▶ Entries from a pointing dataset
┏━━

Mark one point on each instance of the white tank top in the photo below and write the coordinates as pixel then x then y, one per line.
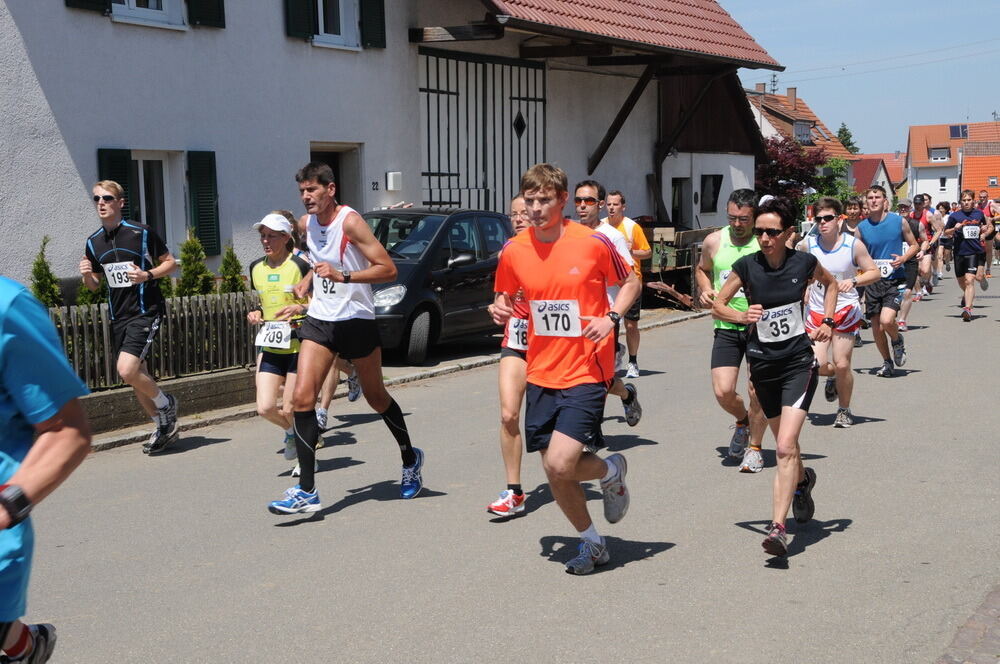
pixel 839 263
pixel 337 301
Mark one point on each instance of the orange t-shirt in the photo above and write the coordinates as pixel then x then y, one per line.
pixel 561 281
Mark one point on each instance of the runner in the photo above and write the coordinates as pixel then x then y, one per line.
pixel 340 321
pixel 562 269
pixel 967 226
pixel 589 199
pixel 125 252
pixel 844 257
pixel 512 381
pixel 640 250
pixel 45 436
pixel 719 251
pixel 883 233
pixel 782 363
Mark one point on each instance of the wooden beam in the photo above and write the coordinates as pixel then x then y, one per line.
pixel 564 51
pixel 602 148
pixel 475 32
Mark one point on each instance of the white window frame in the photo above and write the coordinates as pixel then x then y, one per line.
pixel 350 36
pixel 170 17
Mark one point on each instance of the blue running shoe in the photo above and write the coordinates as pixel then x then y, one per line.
pixel 296 501
pixel 412 482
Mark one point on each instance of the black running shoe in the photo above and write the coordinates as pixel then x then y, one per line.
pixel 803 506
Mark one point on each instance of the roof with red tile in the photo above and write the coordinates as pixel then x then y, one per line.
pixel 699 27
pixel 782 111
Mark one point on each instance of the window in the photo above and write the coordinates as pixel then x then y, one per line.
pixel 710 186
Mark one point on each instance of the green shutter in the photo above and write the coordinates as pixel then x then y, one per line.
pixel 373 23
pixel 211 13
pixel 301 19
pixel 102 6
pixel 115 164
pixel 204 200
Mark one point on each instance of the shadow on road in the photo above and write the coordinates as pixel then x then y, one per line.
pixel 563 549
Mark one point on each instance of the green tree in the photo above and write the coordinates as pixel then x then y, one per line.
pixel 44 284
pixel 231 273
pixel 196 278
pixel 847 139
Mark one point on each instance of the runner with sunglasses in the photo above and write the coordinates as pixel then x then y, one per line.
pixel 779 351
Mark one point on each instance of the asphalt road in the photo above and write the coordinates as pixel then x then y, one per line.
pixel 175 558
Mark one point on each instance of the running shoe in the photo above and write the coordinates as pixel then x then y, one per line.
pixel 508 504
pixel 296 501
pixel 616 497
pixel 887 371
pixel 353 386
pixel 830 389
pixel 412 481
pixel 738 443
pixel 776 542
pixel 753 461
pixel 591 555
pixel 843 419
pixel 899 351
pixel 803 506
pixel 633 411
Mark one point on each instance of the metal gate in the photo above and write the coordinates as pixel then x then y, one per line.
pixel 483 122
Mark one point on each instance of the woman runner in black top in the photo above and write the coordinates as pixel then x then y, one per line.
pixel 779 352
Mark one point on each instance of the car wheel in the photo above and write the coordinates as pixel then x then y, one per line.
pixel 419 338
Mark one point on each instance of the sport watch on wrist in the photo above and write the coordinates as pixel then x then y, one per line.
pixel 15 502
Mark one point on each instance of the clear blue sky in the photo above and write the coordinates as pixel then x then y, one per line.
pixel 880 66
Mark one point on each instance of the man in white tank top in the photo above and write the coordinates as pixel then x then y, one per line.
pixel 347 259
pixel 848 260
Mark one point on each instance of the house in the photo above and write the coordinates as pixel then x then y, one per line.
pixel 204 109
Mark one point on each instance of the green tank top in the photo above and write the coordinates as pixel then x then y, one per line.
pixel 728 254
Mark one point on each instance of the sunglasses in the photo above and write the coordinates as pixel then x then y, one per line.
pixel 770 232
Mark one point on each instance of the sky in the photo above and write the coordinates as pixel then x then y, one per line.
pixel 880 65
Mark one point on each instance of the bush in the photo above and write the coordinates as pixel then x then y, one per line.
pixel 196 278
pixel 44 284
pixel 231 273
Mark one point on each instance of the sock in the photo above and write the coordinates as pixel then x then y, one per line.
pixel 393 418
pixel 590 534
pixel 306 434
pixel 160 400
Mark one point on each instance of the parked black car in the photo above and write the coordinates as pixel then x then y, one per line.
pixel 446 261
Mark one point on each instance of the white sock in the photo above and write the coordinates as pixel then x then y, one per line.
pixel 591 535
pixel 160 400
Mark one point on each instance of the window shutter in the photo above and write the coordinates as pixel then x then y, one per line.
pixel 115 164
pixel 102 6
pixel 204 200
pixel 373 23
pixel 301 19
pixel 211 13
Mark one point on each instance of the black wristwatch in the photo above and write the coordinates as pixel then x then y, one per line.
pixel 15 502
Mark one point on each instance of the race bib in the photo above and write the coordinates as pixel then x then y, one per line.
pixel 556 318
pixel 275 334
pixel 117 274
pixel 517 334
pixel 885 268
pixel 780 323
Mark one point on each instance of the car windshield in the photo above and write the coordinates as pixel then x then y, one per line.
pixel 405 237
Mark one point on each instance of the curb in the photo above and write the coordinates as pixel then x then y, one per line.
pixel 129 436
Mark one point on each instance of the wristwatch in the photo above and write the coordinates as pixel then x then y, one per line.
pixel 15 502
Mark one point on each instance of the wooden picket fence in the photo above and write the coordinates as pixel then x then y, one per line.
pixel 198 334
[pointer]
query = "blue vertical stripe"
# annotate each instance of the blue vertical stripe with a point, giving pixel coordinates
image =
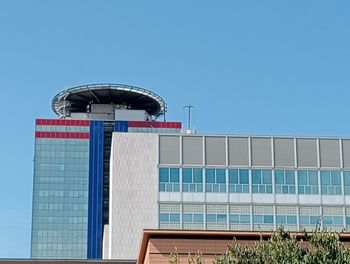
(95, 226)
(121, 126)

┗━━

▶ PROBLEM
Rewrite all of the lines above, putting "image" wherever "photo" appears and keeping everything else the same. Leave the pictures out of your answer.

▶ FINISHED EXERCISE
Mark one point on each instance of the white tank top in the image below and write the coordinates as pixel then x then y, one per line.
pixel 839 263
pixel 337 301
Mark one point on each instance of the orange t-shirt in the image above and write the coordinates as pixel then x then y, one per line.
pixel 561 281
Mark one point on each instance of the runner in the image above and write the coordinates as pixel then x then y, one per line.
pixel 340 321
pixel 562 269
pixel 967 226
pixel 589 199
pixel 125 252
pixel 844 257
pixel 512 381
pixel 640 250
pixel 45 436
pixel 719 251
pixel 883 233
pixel 782 363
Mark one point on each instance of the wooden beam in the image above and write the coordinates as pixel then x then y, one per line.
pixel 564 51
pixel 602 148
pixel 475 32
Mark one point on each instance of the white window frame in the image above and write the coordinates as pixel then x then y, one per line.
pixel 350 36
pixel 170 17
Mark one point on each instance of the blue running shoe in the image above and write the coordinates as pixel then x then y, one per line.
pixel 296 501
pixel 412 482
Mark one point on each instance of the black running shoe in the image above and write the coordinates as pixel then x then y, one per line.
pixel 803 506
Mark one point on each instance of the roof with red tile in the image above and write the coordinates as pixel then x then y, one per line.
pixel 699 27
pixel 782 111
Mark one point on each instance of the window in the image above and write the coordinates as pixel then x then y, one per line.
pixel 710 186
Mark one point on each instance of the green shutter in the image above and write the coordinates as pixel then x then y, one per line.
pixel 373 23
pixel 211 13
pixel 301 19
pixel 102 6
pixel 115 164
pixel 204 200
Mark one point on each instance of the shadow on road in the image above and write the coordinates as pixel then x then y, one per line.
pixel 563 549
Mark one point on each instance of the green tree in the image above and write the coordinates as pixel then x then y, one per line.
pixel 44 284
pixel 231 273
pixel 196 278
pixel 847 139
Mark one point on each instance of the runner with sunglasses in the image above and write the coordinates as pixel then x then y, one per line.
pixel 779 351
Mark one point on each instance of the asphalt road in the image above and write the coordinates as pixel then x then y, one per line.
pixel 175 558
Mark one point on each instance of the running shoe in the image above and write the coordinates as pixel then x then y, one per line.
pixel 508 504
pixel 296 501
pixel 616 497
pixel 887 371
pixel 353 386
pixel 830 389
pixel 412 481
pixel 738 443
pixel 776 542
pixel 753 461
pixel 591 555
pixel 843 419
pixel 899 351
pixel 803 506
pixel 633 411
Mark one point on each instance of the metal gate in the image above and write the coordinates as pixel then x then y, one per line.
pixel 483 122
Mark one point on each instance of the woman runner in black top in the image above and write the coordinates as pixel then x then y, one per line.
pixel 779 352
Mark one point on each instance of the car wheel in the image above and write the coordinates as pixel then x then y, one per line.
pixel 419 338
Mark one point on each instance of the sport watch on wrist in the image above and write the coordinates as pixel then x then y, one per line.
pixel 15 502
Mark one point on each instance of the clear blue sky in the image above and write the coordinates as pixel then x then y, one per line.
pixel 880 66
Mark one point on each instance of the man in white tank top in the image above and write the coordinates as pixel then x then y, one per line.
pixel 347 259
pixel 848 260
Mark one point on each instance of the house in the image above and write the coordinates as pixel then x then y, one per line.
pixel 204 109
Mark one point on each instance of the green tank top in the image above and write the coordinates as pixel then x then y, one per line.
pixel 728 254
Mark one point on each instance of the sunglasses in the image above and write the coordinates as pixel then x then y, one per line.
pixel 770 232
Mark one point on each instance of the sky in the image above and write the coordinates as pixel then x then y, one per line.
pixel 880 65
Mark one point on each instance of the bush in the image above and write the coordinates as pixel then x then y, one per line.
pixel 196 278
pixel 44 284
pixel 231 273
Mark one point on each instance of the sock in the image above and write the coordinates as pixel then x then y, one per line.
pixel 393 418
pixel 590 534
pixel 306 434
pixel 160 400
Mark one point on each instance of the parked black car in the image above and write the coordinates as pixel then x then y, one per line.
pixel 446 261
Mark one point on each instance of the white sock in the image above and write the coordinates as pixel then x then y, one per line.
pixel 591 535
pixel 160 400
Mark one point on each instance of the window shutter in the image above and write the coordinates as pixel then x then y, one per line.
pixel 115 164
pixel 102 6
pixel 204 200
pixel 373 23
pixel 301 19
pixel 211 13
Mark one point on each instance of the black wristwatch in the image above and write the coordinates as pixel then x then y, one per line.
pixel 15 502
Mark one point on each instance of the race bib in the image above and write the coordinates as pixel then x then y, one per line.
pixel 556 318
pixel 275 334
pixel 117 274
pixel 517 334
pixel 885 268
pixel 780 323
Mark one point on each instance of the car windshield in the image above and write the coordinates as pixel then x then y, one per line.
pixel 405 237
Mark one point on each instance of the curb in the image above and write the coordinates as pixel then x then y, one per line.
pixel 129 436
Mark one point on each instance of the wristwatch in the image above and write the coordinates as pixel then x then y, one per line.
pixel 15 502
Mark one point on each instance of the wooden picket fence in the image above and write the coordinates as pixel then x then y, one per line.
pixel 198 334
[pointer]
query = "blue vertical stripe"
# annotate each instance of the blue vertical stripe with a point, giving pixel coordinates
image =
(95, 226)
(121, 126)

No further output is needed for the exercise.